**WRITTEN EXERCISE**:
Answer these questions from the Hans Neleman biography below:
1. In what town was Neleman born?
2. At which London college did he study Fine Art?
3. Which bands did he make music videos for in the 90s?

**SELECTION**:
= Hans Neleman =

Dutch photographer (born 1960)

Hans Neleman (born 30 May 1960, Vlaardingen) is a Dutch-born international photographer and film director who lives in Connecticut and working in New York City. He is also the founder of boutique stock photography agency Win-initiative and its promotional magazine, WINk.

==Biography==
Neleman studied Fine Art at the Goldsmiths College of Art in London, England and specialized in photography and film while at the Polytechnic of Central London (now University of Westminster). Neleman then pursued studio arts at the master level at New York University before establishing himself in his field.

Neleman's personal work includes still lifes and assemblages, while his commercial work has included fashion and celebrity portraiture, as well as advertising campaigns for clients like Nike, American Express and Sony. In the 90s, Neleman also directed several music videos for bands like Toad the Wet Sprocket, The Judybats, and Die Toten Hosen.

Stored data:
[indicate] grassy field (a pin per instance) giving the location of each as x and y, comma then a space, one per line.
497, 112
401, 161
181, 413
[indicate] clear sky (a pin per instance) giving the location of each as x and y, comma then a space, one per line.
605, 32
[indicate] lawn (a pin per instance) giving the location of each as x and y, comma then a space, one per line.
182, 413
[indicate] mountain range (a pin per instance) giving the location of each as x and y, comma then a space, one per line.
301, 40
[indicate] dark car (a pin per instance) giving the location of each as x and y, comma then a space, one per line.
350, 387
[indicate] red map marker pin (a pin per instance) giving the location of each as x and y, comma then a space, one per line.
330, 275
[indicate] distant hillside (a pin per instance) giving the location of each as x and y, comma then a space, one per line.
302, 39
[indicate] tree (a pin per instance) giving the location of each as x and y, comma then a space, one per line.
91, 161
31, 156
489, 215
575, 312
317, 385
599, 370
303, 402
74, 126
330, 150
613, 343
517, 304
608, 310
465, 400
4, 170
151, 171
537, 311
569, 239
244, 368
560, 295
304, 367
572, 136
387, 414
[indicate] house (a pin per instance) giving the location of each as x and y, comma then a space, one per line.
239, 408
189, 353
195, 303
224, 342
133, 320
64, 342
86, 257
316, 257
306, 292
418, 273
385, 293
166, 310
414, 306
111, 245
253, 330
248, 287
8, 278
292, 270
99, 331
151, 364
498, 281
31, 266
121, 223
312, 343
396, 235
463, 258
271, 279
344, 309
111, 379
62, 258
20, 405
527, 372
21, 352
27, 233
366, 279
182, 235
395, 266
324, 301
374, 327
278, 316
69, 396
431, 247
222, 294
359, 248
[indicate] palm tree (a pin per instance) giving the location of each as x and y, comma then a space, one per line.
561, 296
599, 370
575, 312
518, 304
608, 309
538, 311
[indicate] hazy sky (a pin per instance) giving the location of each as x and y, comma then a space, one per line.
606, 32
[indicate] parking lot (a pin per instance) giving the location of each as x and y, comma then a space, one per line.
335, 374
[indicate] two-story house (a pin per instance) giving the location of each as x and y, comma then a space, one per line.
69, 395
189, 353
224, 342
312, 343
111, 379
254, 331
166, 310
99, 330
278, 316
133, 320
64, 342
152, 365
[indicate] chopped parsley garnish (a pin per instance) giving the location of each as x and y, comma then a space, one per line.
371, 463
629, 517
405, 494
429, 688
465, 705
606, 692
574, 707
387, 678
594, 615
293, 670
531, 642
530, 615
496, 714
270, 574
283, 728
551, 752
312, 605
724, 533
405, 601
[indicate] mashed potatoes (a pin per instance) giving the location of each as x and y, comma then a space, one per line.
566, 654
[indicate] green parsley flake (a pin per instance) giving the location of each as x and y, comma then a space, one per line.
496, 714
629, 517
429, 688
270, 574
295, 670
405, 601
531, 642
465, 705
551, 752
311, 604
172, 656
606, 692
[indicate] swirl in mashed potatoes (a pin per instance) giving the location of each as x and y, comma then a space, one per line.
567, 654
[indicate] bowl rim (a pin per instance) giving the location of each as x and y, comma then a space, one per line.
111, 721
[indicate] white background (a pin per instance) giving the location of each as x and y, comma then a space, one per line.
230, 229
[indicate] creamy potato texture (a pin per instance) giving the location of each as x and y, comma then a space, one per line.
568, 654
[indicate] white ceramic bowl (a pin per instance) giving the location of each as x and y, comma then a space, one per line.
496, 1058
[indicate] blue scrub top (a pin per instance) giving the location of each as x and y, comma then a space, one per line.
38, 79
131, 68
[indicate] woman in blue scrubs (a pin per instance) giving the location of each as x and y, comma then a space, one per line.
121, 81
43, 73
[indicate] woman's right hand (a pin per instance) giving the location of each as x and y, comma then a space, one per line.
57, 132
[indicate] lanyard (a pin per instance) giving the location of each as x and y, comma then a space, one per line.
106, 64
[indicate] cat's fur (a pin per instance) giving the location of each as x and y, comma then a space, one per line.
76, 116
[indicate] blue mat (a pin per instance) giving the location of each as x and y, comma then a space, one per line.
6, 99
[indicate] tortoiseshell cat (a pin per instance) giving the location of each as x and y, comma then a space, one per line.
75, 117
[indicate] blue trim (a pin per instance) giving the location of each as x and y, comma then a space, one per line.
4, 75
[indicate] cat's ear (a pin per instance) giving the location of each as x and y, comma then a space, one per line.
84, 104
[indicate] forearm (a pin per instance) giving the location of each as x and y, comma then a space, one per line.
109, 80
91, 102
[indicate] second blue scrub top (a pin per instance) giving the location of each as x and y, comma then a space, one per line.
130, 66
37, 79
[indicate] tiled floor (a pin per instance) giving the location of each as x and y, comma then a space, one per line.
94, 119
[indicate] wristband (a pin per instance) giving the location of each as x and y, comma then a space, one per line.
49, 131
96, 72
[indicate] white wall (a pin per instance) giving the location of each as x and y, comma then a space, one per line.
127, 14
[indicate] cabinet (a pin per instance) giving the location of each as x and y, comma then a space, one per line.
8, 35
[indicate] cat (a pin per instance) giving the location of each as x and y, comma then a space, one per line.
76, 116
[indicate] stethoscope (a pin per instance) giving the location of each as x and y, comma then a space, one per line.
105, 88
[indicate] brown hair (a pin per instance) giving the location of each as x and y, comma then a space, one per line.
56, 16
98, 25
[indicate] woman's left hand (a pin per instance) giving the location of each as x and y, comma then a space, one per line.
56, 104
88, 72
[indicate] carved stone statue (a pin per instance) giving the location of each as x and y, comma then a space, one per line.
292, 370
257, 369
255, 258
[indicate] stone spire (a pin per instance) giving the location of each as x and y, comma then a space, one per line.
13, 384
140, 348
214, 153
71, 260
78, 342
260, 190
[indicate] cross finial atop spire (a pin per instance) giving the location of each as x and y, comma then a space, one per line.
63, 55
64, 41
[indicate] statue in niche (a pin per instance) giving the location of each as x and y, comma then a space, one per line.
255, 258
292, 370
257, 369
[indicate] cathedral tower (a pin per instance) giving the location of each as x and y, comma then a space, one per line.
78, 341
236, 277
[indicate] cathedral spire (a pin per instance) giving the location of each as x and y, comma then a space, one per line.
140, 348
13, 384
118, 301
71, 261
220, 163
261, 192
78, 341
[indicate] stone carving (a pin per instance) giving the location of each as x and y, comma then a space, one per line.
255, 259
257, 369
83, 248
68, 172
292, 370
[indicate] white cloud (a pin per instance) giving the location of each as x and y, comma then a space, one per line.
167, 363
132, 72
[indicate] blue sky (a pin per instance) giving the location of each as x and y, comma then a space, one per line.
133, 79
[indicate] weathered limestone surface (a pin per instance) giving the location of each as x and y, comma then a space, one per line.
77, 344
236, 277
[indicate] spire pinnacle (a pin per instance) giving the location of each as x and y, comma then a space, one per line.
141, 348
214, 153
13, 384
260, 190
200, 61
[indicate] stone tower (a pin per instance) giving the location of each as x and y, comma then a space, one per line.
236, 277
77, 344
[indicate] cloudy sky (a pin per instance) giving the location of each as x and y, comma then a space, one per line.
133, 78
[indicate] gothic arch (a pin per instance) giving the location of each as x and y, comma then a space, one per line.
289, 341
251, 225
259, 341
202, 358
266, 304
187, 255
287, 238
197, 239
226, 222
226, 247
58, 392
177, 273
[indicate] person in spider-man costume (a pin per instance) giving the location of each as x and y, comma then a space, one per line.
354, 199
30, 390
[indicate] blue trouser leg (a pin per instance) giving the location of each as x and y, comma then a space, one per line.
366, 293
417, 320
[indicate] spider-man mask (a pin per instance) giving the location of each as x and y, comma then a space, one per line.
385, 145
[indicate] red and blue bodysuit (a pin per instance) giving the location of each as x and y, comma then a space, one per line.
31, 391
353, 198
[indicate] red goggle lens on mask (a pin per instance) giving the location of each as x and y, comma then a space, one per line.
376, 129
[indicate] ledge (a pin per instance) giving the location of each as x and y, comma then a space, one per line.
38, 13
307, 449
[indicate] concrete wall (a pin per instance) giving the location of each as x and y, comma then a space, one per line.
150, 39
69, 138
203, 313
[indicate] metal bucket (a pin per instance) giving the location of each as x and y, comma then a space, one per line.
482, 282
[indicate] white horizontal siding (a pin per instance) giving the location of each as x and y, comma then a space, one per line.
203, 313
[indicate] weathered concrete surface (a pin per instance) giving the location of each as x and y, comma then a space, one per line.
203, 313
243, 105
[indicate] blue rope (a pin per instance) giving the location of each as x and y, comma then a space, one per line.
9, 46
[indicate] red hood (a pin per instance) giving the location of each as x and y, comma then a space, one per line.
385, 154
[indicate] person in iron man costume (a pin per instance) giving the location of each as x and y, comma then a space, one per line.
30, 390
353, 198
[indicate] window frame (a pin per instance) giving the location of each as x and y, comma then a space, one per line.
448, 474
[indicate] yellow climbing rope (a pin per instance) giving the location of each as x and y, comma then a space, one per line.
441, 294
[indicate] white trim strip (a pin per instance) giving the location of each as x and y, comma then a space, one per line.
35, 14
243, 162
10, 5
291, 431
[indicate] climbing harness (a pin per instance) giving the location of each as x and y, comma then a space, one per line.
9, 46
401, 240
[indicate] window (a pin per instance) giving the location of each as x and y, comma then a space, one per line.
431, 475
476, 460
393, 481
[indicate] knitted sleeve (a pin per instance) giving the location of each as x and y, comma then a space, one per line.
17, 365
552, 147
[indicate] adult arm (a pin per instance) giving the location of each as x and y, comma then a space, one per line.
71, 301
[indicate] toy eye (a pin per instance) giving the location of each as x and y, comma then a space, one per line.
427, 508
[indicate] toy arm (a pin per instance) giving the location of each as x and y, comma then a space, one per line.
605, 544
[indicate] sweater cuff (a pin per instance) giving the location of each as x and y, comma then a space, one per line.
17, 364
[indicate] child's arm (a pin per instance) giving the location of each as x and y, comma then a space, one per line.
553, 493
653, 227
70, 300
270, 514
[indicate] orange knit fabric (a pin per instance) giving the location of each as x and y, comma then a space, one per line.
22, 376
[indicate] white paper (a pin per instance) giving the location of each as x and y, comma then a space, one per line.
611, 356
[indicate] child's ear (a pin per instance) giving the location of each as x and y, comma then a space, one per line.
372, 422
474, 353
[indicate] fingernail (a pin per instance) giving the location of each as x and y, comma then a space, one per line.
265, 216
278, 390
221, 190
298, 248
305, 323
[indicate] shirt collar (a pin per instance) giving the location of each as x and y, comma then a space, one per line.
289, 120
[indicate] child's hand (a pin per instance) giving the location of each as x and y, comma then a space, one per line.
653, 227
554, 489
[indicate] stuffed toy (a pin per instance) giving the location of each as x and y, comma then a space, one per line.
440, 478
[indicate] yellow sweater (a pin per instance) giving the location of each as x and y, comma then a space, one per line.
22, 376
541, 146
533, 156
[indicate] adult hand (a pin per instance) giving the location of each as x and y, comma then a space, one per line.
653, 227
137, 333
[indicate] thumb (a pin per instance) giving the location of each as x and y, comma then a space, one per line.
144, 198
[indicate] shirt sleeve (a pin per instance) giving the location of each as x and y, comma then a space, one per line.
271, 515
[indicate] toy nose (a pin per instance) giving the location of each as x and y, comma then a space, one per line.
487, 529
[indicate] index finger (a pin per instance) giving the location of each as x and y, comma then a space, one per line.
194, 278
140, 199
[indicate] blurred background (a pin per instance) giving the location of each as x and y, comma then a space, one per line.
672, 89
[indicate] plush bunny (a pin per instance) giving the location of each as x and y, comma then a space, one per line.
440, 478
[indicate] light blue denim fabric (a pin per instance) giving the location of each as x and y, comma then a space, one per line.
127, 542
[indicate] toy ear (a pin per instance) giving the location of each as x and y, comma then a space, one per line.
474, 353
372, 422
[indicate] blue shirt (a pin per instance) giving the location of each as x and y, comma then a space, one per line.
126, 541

**EXERCISE ANSWER**:
1. Vlaardingen
2. Goldsmiths College of Art
3. Toad the Wet Sprocket, The Judybats, and Die Toten Hosen